AVAILABLE DATA START

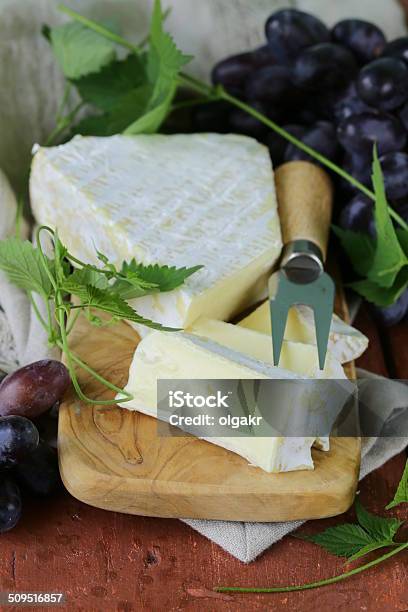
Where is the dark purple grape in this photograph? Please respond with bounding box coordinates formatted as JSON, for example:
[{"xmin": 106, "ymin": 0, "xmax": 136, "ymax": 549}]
[
  {"xmin": 192, "ymin": 101, "xmax": 230, "ymax": 132},
  {"xmin": 332, "ymin": 82, "xmax": 373, "ymax": 124},
  {"xmin": 211, "ymin": 52, "xmax": 255, "ymax": 95},
  {"xmin": 0, "ymin": 360, "xmax": 70, "ymax": 418},
  {"xmin": 229, "ymin": 101, "xmax": 267, "ymax": 137},
  {"xmin": 0, "ymin": 416, "xmax": 39, "ymax": 469},
  {"xmin": 245, "ymin": 65, "xmax": 293, "ymax": 104},
  {"xmin": 293, "ymin": 43, "xmax": 357, "ymax": 91},
  {"xmin": 15, "ymin": 443, "xmax": 61, "ymax": 497},
  {"xmin": 252, "ymin": 44, "xmax": 277, "ymax": 67},
  {"xmin": 265, "ymin": 9, "xmax": 329, "ymax": 63},
  {"xmin": 382, "ymin": 37, "xmax": 408, "ymax": 65},
  {"xmin": 373, "ymin": 288, "xmax": 408, "ymax": 326},
  {"xmin": 267, "ymin": 124, "xmax": 306, "ymax": 166},
  {"xmin": 339, "ymin": 193, "xmax": 375, "ymax": 234},
  {"xmin": 284, "ymin": 121, "xmax": 338, "ymax": 163},
  {"xmin": 337, "ymin": 111, "xmax": 406, "ymax": 156},
  {"xmin": 0, "ymin": 477, "xmax": 21, "ymax": 533},
  {"xmin": 339, "ymin": 152, "xmax": 372, "ymax": 194},
  {"xmin": 399, "ymin": 100, "xmax": 408, "ymax": 131},
  {"xmin": 356, "ymin": 58, "xmax": 408, "ymax": 111},
  {"xmin": 378, "ymin": 152, "xmax": 408, "ymax": 200},
  {"xmin": 331, "ymin": 20, "xmax": 386, "ymax": 64}
]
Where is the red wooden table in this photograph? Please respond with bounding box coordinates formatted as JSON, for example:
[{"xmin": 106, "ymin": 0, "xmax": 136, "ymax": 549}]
[{"xmin": 0, "ymin": 306, "xmax": 407, "ymax": 611}]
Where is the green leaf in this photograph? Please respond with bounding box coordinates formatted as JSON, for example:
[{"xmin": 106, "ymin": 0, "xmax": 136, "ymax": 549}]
[
  {"xmin": 61, "ymin": 266, "xmax": 109, "ymax": 294},
  {"xmin": 349, "ymin": 266, "xmax": 408, "ymax": 306},
  {"xmin": 386, "ymin": 459, "xmax": 408, "ymax": 509},
  {"xmin": 301, "ymin": 524, "xmax": 375, "ymax": 558},
  {"xmin": 124, "ymin": 0, "xmax": 192, "ymax": 134},
  {"xmin": 117, "ymin": 260, "xmax": 203, "ymax": 292},
  {"xmin": 0, "ymin": 238, "xmax": 54, "ymax": 297},
  {"xmin": 367, "ymin": 148, "xmax": 408, "ymax": 288},
  {"xmin": 71, "ymin": 285, "xmax": 177, "ymax": 331},
  {"xmin": 396, "ymin": 229, "xmax": 408, "ymax": 258},
  {"xmin": 74, "ymin": 54, "xmax": 147, "ymax": 111},
  {"xmin": 49, "ymin": 21, "xmax": 116, "ymax": 79},
  {"xmin": 355, "ymin": 498, "xmax": 402, "ymax": 542},
  {"xmin": 332, "ymin": 226, "xmax": 375, "ymax": 277}
]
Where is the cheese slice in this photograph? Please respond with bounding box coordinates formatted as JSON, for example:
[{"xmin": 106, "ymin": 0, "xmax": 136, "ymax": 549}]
[
  {"xmin": 118, "ymin": 323, "xmax": 346, "ymax": 472},
  {"xmin": 30, "ymin": 133, "xmax": 282, "ymax": 333},
  {"xmin": 239, "ymin": 301, "xmax": 368, "ymax": 364}
]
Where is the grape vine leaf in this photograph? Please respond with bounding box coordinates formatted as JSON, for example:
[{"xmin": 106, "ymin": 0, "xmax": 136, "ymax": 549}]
[
  {"xmin": 298, "ymin": 498, "xmax": 403, "ymax": 562},
  {"xmin": 396, "ymin": 229, "xmax": 408, "ymax": 258},
  {"xmin": 366, "ymin": 148, "xmax": 408, "ymax": 289},
  {"xmin": 349, "ymin": 267, "xmax": 408, "ymax": 307},
  {"xmin": 0, "ymin": 238, "xmax": 54, "ymax": 297},
  {"xmin": 117, "ymin": 260, "xmax": 204, "ymax": 292},
  {"xmin": 49, "ymin": 21, "xmax": 117, "ymax": 79},
  {"xmin": 386, "ymin": 459, "xmax": 408, "ymax": 510}
]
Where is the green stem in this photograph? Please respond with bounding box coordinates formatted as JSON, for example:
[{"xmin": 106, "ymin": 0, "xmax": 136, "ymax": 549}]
[
  {"xmin": 56, "ymin": 82, "xmax": 72, "ymax": 123},
  {"xmin": 14, "ymin": 196, "xmax": 24, "ymax": 239},
  {"xmin": 44, "ymin": 101, "xmax": 84, "ymax": 147},
  {"xmin": 215, "ymin": 542, "xmax": 408, "ymax": 593},
  {"xmin": 28, "ymin": 294, "xmax": 49, "ymax": 334}
]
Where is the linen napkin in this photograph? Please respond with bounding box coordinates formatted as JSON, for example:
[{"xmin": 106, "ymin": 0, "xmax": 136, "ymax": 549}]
[{"xmin": 0, "ymin": 174, "xmax": 407, "ymax": 563}]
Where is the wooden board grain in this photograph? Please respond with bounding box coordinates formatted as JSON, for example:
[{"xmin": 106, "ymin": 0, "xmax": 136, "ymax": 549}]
[{"xmin": 58, "ymin": 293, "xmax": 360, "ymax": 523}]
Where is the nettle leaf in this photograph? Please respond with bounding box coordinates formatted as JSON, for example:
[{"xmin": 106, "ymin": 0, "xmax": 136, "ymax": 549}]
[
  {"xmin": 350, "ymin": 266, "xmax": 408, "ymax": 307},
  {"xmin": 49, "ymin": 21, "xmax": 116, "ymax": 79},
  {"xmin": 118, "ymin": 260, "xmax": 203, "ymax": 292},
  {"xmin": 396, "ymin": 229, "xmax": 408, "ymax": 258},
  {"xmin": 124, "ymin": 0, "xmax": 192, "ymax": 134},
  {"xmin": 355, "ymin": 498, "xmax": 403, "ymax": 542},
  {"xmin": 301, "ymin": 524, "xmax": 375, "ymax": 559},
  {"xmin": 74, "ymin": 54, "xmax": 147, "ymax": 112},
  {"xmin": 332, "ymin": 226, "xmax": 375, "ymax": 277},
  {"xmin": 82, "ymin": 285, "xmax": 177, "ymax": 331},
  {"xmin": 61, "ymin": 266, "xmax": 109, "ymax": 294},
  {"xmin": 0, "ymin": 238, "xmax": 54, "ymax": 297},
  {"xmin": 386, "ymin": 459, "xmax": 408, "ymax": 509},
  {"xmin": 367, "ymin": 149, "xmax": 408, "ymax": 288}
]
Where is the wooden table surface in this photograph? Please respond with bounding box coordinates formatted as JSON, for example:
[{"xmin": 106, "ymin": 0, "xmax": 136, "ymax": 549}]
[{"xmin": 0, "ymin": 306, "xmax": 406, "ymax": 611}]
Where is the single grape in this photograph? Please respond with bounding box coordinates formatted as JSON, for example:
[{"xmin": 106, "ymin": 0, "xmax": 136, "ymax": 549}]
[
  {"xmin": 339, "ymin": 151, "xmax": 372, "ymax": 194},
  {"xmin": 372, "ymin": 288, "xmax": 408, "ymax": 326},
  {"xmin": 15, "ymin": 443, "xmax": 61, "ymax": 497},
  {"xmin": 0, "ymin": 477, "xmax": 22, "ymax": 533},
  {"xmin": 229, "ymin": 100, "xmax": 268, "ymax": 137},
  {"xmin": 265, "ymin": 9, "xmax": 329, "ymax": 63},
  {"xmin": 192, "ymin": 101, "xmax": 230, "ymax": 132},
  {"xmin": 245, "ymin": 65, "xmax": 293, "ymax": 104},
  {"xmin": 284, "ymin": 121, "xmax": 338, "ymax": 163},
  {"xmin": 331, "ymin": 19, "xmax": 386, "ymax": 64},
  {"xmin": 399, "ymin": 100, "xmax": 408, "ymax": 131},
  {"xmin": 293, "ymin": 43, "xmax": 357, "ymax": 91},
  {"xmin": 252, "ymin": 44, "xmax": 277, "ymax": 67},
  {"xmin": 332, "ymin": 82, "xmax": 373, "ymax": 124},
  {"xmin": 378, "ymin": 152, "xmax": 408, "ymax": 200},
  {"xmin": 0, "ymin": 360, "xmax": 70, "ymax": 418},
  {"xmin": 267, "ymin": 124, "xmax": 306, "ymax": 166},
  {"xmin": 337, "ymin": 111, "xmax": 406, "ymax": 156},
  {"xmin": 382, "ymin": 37, "xmax": 408, "ymax": 64},
  {"xmin": 338, "ymin": 193, "xmax": 375, "ymax": 234},
  {"xmin": 211, "ymin": 52, "xmax": 255, "ymax": 95},
  {"xmin": 0, "ymin": 416, "xmax": 39, "ymax": 469},
  {"xmin": 356, "ymin": 58, "xmax": 408, "ymax": 111}
]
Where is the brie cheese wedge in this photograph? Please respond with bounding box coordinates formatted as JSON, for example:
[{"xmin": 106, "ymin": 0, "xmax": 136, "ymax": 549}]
[
  {"xmin": 239, "ymin": 301, "xmax": 368, "ymax": 363},
  {"xmin": 118, "ymin": 322, "xmax": 346, "ymax": 473},
  {"xmin": 30, "ymin": 133, "xmax": 282, "ymax": 334}
]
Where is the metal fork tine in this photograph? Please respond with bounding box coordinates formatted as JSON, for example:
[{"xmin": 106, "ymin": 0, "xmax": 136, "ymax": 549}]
[
  {"xmin": 311, "ymin": 274, "xmax": 335, "ymax": 370},
  {"xmin": 270, "ymin": 298, "xmax": 289, "ymax": 367}
]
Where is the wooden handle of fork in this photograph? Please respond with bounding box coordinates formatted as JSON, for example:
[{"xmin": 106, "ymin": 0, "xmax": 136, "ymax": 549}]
[{"xmin": 274, "ymin": 161, "xmax": 333, "ymax": 260}]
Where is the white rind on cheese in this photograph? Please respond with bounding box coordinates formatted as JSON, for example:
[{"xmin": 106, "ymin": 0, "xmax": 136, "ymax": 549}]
[
  {"xmin": 239, "ymin": 300, "xmax": 368, "ymax": 364},
  {"xmin": 30, "ymin": 133, "xmax": 282, "ymax": 333},
  {"xmin": 118, "ymin": 324, "xmax": 346, "ymax": 473}
]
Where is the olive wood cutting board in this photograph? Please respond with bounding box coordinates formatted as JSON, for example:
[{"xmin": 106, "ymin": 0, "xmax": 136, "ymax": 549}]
[{"xmin": 58, "ymin": 288, "xmax": 360, "ymax": 523}]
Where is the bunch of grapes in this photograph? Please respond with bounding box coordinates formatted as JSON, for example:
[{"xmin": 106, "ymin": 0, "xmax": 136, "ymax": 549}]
[
  {"xmin": 193, "ymin": 9, "xmax": 408, "ymax": 324},
  {"xmin": 0, "ymin": 360, "xmax": 70, "ymax": 533}
]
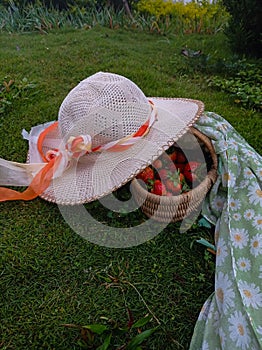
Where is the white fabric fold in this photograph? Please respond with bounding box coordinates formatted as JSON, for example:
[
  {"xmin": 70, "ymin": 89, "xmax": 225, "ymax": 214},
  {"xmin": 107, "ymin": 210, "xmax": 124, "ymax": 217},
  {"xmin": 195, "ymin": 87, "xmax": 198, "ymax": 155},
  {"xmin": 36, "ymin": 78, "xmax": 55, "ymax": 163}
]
[
  {"xmin": 0, "ymin": 159, "xmax": 45, "ymax": 186},
  {"xmin": 0, "ymin": 122, "xmax": 56, "ymax": 187}
]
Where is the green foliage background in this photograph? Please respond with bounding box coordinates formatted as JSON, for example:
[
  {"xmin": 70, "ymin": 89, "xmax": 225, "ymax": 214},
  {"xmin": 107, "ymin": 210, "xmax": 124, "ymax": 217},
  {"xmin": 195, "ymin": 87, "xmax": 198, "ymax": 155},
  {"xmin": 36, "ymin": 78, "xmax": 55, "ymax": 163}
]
[{"xmin": 222, "ymin": 0, "xmax": 262, "ymax": 58}]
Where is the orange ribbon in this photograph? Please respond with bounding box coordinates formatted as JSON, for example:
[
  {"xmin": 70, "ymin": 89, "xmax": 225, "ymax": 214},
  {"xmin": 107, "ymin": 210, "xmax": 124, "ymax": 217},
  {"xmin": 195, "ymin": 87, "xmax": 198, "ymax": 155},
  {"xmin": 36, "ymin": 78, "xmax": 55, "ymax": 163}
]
[
  {"xmin": 0, "ymin": 102, "xmax": 156, "ymax": 202},
  {"xmin": 0, "ymin": 154, "xmax": 62, "ymax": 202}
]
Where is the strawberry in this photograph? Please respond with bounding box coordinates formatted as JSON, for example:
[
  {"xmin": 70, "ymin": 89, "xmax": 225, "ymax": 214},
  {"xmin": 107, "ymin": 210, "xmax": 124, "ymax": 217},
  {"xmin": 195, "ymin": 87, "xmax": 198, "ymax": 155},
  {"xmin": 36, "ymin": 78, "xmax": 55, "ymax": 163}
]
[
  {"xmin": 176, "ymin": 150, "xmax": 187, "ymax": 163},
  {"xmin": 136, "ymin": 166, "xmax": 154, "ymax": 184},
  {"xmin": 157, "ymin": 168, "xmax": 169, "ymax": 181},
  {"xmin": 152, "ymin": 159, "xmax": 163, "ymax": 169},
  {"xmin": 168, "ymin": 161, "xmax": 177, "ymax": 172},
  {"xmin": 169, "ymin": 151, "xmax": 177, "ymax": 162},
  {"xmin": 179, "ymin": 172, "xmax": 185, "ymax": 183},
  {"xmin": 174, "ymin": 162, "xmax": 185, "ymax": 173},
  {"xmin": 166, "ymin": 191, "xmax": 173, "ymax": 197},
  {"xmin": 165, "ymin": 179, "xmax": 182, "ymax": 195},
  {"xmin": 166, "ymin": 169, "xmax": 184, "ymax": 193},
  {"xmin": 183, "ymin": 161, "xmax": 203, "ymax": 183},
  {"xmin": 151, "ymin": 180, "xmax": 167, "ymax": 196}
]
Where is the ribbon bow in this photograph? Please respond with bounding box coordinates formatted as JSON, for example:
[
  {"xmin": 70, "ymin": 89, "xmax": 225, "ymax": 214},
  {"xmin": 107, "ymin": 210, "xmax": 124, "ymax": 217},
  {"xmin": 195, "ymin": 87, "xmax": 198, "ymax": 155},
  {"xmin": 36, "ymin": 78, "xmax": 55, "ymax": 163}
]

AVAILABLE DATA END

=== REQUIRED ACTION ===
Copy, exactly and only, the lines above that begin with the one containing "Where is the linen" and finish with the one containing "Where is the wooden board".

=== RESPONSE TO THIS EXERCISE ===
Where is the linen napkin in this photograph? Please respond with bounding box coordinates formatted as JSON, for example:
[{"xmin": 106, "ymin": 0, "xmax": 136, "ymax": 549}]
[{"xmin": 0, "ymin": 174, "xmax": 407, "ymax": 563}]
Where is the wooden board grain in this photograph? Please respond with bounding box coordinates formatted as JSON, for example:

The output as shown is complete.